* [Exercice proposé 1]: Affichez chaque ligne des relevés plus bas qui contient le mot « molten ».

----------

M. Thierry Foucaud. Et des enseignants ?
M. Dominique Bussereau, secrétaire d'Etat. Nous créons également des postes d'enseignants là où ils sont nécessaires ! Nous utilisons donc l'argent public intelligemment, et cette mesure y contribue. (Bravo ! et applaudissements sur les travées de l'UMP et de l'Union centriste.)
M. le président. Je mets aux voix l'article 4.
(L'article 4 est adopté.)
Article 5
Les primes versées par l'Etat après consultation ou délibération de la Commission nationale du sport de haut niveau aux sportifs médaillés aux jeux Olympiques et Paralympiques de l'an 2004 à Athènes ne sont pas soumises à l'impôt sur le revenu. - (Adopté.)
Article 6
I. - Le e du 5 de l'article 158 du code général des impôts est complété par un alinéa ainsi rédigé :
« Pour l'établissement de l'impôt des redevables pensionnés au 31 décembre 2003 dont la pension a fait l'objet d'un premier versement mensuel en 2004, il n'est pas tenu compte des arrérages correspondant aux deux derniers mois de l'année 2003. »
II. - Un décret précise les obligations déclaratives des débiteurs de pensions auxquelles s'appliquent les dispositions du présent article.

----------

* [Exercice proposé 2]:
Répondez brièvement aux questions suivantes sur le passage ci-dessus.
(a) Quel article le président met-il aux voix ?
(b) Dans quelle ville ont lieu les jeux Olympiques et Paralympiques de 2004 dont parle l'article 5 ?
(c) D'après l'article 6, qu'est-ce qui précise les obligations déclaratives des débiteurs de pensions ?

----------

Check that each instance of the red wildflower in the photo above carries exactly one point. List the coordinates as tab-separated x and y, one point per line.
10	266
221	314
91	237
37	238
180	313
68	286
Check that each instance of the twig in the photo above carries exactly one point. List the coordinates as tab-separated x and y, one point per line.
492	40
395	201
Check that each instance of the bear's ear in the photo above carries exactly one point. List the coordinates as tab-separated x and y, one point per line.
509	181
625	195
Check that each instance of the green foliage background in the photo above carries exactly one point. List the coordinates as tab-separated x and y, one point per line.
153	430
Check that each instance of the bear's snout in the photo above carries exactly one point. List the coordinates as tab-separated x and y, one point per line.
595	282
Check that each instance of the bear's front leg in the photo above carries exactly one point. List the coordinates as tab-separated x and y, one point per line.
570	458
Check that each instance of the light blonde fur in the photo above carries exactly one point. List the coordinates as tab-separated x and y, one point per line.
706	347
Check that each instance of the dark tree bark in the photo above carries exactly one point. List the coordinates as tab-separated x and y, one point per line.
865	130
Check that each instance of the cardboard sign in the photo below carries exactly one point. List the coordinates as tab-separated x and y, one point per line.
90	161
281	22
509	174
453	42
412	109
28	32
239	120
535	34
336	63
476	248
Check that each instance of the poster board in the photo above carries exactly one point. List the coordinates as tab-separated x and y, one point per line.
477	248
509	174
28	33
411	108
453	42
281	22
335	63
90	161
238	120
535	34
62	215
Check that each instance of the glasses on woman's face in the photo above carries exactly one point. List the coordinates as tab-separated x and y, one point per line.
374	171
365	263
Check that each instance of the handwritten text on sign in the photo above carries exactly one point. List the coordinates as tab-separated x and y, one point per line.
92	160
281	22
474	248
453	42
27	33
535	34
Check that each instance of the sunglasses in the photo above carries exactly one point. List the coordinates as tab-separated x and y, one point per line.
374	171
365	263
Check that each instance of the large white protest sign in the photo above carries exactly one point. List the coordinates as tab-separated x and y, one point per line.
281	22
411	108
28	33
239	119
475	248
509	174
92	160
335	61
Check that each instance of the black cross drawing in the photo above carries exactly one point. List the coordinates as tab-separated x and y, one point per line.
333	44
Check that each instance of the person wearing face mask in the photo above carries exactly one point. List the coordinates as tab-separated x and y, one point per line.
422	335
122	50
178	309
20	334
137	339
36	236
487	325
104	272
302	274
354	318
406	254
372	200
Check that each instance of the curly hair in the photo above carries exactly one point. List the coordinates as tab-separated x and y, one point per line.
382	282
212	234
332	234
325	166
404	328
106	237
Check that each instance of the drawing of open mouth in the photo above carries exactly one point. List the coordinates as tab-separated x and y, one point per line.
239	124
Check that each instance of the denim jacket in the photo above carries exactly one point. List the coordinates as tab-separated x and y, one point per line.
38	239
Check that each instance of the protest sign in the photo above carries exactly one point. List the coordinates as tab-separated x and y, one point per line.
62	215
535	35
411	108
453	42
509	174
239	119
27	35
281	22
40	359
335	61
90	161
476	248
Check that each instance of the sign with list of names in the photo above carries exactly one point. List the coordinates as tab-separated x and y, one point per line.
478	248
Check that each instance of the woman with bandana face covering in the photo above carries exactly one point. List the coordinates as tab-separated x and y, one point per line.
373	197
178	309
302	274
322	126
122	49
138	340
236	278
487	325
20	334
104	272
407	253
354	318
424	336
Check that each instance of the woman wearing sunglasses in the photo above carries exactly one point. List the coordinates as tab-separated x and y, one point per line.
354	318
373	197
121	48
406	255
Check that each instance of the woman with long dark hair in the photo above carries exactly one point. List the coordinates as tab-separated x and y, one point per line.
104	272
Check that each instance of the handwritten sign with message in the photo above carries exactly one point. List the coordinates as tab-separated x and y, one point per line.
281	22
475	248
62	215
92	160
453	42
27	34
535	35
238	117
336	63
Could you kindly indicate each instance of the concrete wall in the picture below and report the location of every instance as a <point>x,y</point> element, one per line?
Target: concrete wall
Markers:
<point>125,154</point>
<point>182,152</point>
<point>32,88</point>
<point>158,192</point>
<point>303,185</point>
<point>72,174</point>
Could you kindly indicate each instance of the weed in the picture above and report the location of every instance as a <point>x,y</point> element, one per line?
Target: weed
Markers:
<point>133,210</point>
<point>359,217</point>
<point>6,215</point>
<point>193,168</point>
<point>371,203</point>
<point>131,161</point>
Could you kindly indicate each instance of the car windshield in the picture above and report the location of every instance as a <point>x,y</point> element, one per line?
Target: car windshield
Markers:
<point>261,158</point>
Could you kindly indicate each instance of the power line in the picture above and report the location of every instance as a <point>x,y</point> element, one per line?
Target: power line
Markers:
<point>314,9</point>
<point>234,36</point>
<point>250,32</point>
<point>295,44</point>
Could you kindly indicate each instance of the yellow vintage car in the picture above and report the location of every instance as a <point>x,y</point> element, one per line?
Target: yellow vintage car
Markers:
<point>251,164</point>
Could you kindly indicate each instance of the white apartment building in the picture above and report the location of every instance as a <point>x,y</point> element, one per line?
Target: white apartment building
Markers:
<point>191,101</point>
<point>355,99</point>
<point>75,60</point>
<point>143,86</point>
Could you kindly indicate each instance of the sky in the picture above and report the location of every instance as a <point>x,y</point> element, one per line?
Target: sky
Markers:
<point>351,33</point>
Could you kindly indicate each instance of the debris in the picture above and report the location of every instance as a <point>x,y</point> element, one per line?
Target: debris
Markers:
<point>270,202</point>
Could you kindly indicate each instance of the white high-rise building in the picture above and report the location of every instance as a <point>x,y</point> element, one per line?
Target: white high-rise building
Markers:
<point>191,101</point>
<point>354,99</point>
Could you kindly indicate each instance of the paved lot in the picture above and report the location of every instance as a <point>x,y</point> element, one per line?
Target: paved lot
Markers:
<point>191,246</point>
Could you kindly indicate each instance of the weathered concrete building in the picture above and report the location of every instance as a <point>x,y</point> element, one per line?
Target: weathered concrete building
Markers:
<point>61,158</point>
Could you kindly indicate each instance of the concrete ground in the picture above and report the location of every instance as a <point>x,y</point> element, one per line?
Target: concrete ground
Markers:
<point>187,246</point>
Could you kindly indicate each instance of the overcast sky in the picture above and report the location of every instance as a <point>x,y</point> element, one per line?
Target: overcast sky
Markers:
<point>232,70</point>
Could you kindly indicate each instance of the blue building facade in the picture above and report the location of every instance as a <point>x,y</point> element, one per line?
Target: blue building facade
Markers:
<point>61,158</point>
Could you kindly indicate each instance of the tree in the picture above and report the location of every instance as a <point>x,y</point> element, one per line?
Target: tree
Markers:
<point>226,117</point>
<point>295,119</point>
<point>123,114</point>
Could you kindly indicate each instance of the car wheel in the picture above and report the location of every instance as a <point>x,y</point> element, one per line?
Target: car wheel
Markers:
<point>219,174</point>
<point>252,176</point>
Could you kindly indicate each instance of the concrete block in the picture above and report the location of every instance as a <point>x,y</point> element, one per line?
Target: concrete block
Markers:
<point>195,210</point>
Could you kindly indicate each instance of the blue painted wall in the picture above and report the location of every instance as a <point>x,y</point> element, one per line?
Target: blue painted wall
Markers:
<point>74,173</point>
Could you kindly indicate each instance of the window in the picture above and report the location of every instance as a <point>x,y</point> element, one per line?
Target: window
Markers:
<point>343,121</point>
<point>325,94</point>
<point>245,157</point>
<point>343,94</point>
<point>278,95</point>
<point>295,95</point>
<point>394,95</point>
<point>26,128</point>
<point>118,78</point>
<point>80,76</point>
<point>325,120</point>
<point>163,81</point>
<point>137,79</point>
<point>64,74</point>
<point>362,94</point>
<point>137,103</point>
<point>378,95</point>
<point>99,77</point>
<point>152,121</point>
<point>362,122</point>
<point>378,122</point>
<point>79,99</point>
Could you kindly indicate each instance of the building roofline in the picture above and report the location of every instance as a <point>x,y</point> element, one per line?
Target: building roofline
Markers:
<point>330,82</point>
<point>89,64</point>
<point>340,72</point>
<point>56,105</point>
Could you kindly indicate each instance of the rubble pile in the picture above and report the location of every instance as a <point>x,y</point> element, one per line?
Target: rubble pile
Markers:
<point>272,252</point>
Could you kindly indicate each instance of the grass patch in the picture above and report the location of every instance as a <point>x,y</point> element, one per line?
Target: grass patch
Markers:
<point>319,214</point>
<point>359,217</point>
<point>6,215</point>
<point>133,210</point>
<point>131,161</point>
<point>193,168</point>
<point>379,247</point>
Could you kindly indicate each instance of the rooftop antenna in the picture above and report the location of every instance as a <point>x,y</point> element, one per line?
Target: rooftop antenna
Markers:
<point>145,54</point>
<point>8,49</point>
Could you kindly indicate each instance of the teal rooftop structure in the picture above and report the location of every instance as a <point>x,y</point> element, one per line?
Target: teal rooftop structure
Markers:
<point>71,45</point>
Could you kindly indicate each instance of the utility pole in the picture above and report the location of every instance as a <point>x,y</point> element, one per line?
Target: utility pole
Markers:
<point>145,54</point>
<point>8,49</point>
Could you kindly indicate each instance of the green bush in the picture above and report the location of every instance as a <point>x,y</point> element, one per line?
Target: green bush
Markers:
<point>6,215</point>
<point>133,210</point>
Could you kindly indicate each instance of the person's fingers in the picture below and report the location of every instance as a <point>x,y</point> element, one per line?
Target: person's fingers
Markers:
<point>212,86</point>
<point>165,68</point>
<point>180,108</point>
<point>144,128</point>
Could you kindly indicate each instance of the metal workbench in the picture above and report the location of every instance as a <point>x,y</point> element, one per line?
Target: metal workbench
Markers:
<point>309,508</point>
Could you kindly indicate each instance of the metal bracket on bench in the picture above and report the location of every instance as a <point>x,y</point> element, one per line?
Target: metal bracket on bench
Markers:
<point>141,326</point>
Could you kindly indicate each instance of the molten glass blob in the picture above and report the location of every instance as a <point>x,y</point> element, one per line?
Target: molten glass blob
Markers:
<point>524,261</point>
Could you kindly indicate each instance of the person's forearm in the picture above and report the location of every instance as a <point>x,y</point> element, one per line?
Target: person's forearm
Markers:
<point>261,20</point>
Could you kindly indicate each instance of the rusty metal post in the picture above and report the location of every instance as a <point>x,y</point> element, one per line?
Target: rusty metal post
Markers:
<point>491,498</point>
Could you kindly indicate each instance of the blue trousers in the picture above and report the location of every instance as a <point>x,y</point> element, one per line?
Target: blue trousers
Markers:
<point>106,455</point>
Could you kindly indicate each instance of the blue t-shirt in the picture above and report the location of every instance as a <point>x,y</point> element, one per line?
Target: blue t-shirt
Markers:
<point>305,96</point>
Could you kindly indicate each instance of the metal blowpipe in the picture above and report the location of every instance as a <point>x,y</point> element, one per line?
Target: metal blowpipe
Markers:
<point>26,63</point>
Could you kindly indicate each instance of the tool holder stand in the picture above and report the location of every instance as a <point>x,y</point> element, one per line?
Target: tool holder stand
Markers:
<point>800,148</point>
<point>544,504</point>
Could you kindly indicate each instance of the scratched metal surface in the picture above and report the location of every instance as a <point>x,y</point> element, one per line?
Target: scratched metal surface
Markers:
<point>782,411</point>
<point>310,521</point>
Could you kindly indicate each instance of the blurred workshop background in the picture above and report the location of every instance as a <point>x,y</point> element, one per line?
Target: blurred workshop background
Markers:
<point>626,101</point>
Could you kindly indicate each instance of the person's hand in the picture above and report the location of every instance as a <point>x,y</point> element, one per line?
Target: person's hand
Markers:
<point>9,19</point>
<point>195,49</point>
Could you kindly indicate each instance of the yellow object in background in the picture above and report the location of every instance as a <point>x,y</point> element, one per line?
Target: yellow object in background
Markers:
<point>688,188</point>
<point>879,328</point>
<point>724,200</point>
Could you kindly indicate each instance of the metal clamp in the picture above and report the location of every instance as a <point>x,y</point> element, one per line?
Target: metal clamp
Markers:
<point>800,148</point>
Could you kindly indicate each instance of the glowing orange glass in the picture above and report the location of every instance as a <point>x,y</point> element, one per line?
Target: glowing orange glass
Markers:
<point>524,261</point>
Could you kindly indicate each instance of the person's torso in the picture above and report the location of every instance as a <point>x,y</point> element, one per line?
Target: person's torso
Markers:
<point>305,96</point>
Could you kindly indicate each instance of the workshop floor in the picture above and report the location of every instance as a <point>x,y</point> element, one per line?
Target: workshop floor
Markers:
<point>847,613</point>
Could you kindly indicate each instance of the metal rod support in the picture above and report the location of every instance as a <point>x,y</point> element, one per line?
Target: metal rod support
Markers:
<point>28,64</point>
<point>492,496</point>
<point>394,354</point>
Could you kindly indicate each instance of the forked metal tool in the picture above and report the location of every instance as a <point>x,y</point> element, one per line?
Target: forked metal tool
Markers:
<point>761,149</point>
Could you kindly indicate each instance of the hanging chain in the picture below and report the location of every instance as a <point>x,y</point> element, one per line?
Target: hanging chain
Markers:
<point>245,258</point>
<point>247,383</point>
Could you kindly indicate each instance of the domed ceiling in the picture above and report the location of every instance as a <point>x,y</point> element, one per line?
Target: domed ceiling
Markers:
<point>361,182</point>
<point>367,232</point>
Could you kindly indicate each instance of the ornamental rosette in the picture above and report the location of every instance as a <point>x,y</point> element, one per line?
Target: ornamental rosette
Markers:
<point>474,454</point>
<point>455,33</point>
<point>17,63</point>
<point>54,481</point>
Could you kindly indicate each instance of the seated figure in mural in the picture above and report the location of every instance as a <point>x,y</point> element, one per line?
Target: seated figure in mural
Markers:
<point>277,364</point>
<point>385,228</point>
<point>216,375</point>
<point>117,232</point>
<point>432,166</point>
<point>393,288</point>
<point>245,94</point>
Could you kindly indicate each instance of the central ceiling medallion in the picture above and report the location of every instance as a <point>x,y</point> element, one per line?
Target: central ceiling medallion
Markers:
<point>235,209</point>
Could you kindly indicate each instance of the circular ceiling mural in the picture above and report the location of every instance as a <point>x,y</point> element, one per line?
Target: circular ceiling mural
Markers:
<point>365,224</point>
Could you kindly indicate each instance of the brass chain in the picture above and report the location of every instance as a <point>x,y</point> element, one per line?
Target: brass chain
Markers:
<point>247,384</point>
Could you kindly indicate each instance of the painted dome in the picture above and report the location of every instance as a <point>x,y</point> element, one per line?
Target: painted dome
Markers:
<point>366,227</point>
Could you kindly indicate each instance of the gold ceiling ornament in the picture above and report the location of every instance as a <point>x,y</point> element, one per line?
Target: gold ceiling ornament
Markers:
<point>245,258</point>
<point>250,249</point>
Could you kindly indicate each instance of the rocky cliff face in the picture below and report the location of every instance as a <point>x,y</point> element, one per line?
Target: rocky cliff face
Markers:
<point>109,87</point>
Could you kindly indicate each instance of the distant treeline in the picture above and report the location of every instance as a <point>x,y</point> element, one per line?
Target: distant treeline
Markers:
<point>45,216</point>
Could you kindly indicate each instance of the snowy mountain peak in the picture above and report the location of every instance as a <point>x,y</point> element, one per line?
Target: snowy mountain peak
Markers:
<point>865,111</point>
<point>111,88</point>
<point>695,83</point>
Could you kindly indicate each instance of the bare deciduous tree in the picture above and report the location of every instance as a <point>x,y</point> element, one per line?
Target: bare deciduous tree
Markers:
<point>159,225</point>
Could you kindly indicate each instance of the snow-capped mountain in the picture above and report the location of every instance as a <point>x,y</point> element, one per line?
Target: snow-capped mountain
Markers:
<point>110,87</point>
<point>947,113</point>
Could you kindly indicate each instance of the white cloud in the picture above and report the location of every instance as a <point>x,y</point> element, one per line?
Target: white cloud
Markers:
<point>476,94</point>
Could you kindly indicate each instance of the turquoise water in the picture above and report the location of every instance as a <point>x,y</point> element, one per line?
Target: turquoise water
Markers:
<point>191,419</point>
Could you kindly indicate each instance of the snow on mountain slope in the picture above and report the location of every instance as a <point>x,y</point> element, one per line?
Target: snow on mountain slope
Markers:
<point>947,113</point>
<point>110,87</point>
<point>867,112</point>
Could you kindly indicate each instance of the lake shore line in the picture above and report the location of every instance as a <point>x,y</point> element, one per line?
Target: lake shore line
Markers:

----------

* [Corrigé 1]:
Could you kindly indicate each instance of the molten glass blob in the picture above and report the location of every instance as a <point>x,y</point> element, one per line?
Target: molten glass blob

* [Corrigé 2]:
(a) L'article 4.
(b) À Athènes.
(c) Un décret.